==== Records supplied
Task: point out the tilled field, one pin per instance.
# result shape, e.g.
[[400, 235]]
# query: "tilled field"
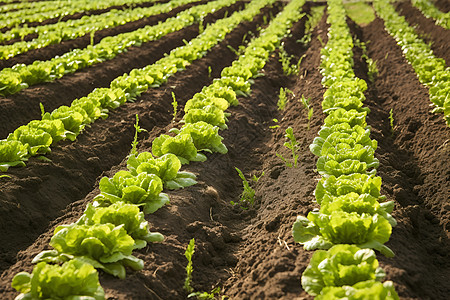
[[250, 254]]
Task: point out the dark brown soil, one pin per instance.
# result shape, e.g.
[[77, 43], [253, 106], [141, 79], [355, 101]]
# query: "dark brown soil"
[[250, 253]]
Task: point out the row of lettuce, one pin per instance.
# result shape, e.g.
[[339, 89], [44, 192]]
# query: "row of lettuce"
[[431, 71], [59, 9], [67, 122], [354, 218], [56, 33], [21, 76], [431, 11], [114, 225]]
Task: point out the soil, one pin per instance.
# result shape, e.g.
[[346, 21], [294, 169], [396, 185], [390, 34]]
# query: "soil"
[[249, 254]]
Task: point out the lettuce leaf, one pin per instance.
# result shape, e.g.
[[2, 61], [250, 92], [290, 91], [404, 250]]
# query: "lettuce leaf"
[[144, 189], [74, 279], [361, 204], [369, 289], [165, 167], [121, 213], [205, 136], [12, 154], [340, 227], [181, 145], [345, 184], [210, 114], [340, 265], [37, 141], [104, 246]]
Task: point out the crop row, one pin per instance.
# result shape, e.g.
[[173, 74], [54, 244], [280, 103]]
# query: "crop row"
[[71, 29], [431, 71], [55, 33], [21, 76], [10, 19], [431, 11], [354, 217], [65, 122], [113, 226]]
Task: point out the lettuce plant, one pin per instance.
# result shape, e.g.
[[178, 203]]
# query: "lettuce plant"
[[353, 202], [210, 114], [165, 167], [345, 184], [143, 189], [121, 213], [36, 140], [321, 231], [12, 154], [104, 246], [369, 289], [181, 145], [73, 280], [340, 265], [205, 136]]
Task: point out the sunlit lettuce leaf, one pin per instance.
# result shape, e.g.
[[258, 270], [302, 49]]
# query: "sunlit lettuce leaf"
[[104, 246], [74, 279], [121, 213], [369, 289], [181, 145], [340, 265], [12, 154]]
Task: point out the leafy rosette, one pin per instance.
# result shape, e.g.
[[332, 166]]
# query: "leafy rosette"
[[165, 167], [109, 98], [239, 85], [345, 184], [104, 246], [72, 119], [210, 114], [199, 101], [36, 140], [53, 127], [91, 106], [342, 133], [219, 91], [205, 136], [12, 154], [121, 213], [321, 231], [347, 94], [181, 145], [351, 117], [343, 159], [144, 189], [361, 204], [340, 265], [369, 289], [73, 280]]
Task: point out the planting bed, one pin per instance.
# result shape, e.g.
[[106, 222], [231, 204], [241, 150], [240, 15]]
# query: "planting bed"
[[250, 253]]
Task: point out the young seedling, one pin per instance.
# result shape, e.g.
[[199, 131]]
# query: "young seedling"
[[285, 60], [308, 108], [391, 120], [248, 195], [282, 99], [274, 126], [92, 37], [209, 71], [189, 268], [134, 143], [292, 145], [175, 105], [42, 109]]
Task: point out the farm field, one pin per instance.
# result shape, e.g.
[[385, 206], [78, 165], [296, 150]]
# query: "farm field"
[[248, 253]]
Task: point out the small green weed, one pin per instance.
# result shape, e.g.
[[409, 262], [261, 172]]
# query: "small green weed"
[[292, 145]]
========
» Problem requirements: Retype the lines of the material from the one containing "Task: point out the small" through the last line, exactly, and give no other lines.

» Answer section:
Task: point out the small green weed, one pin per instance.
# result shape, e.g.
[[409, 262], [261, 172]]
# query: "small green weed"
[[292, 145]]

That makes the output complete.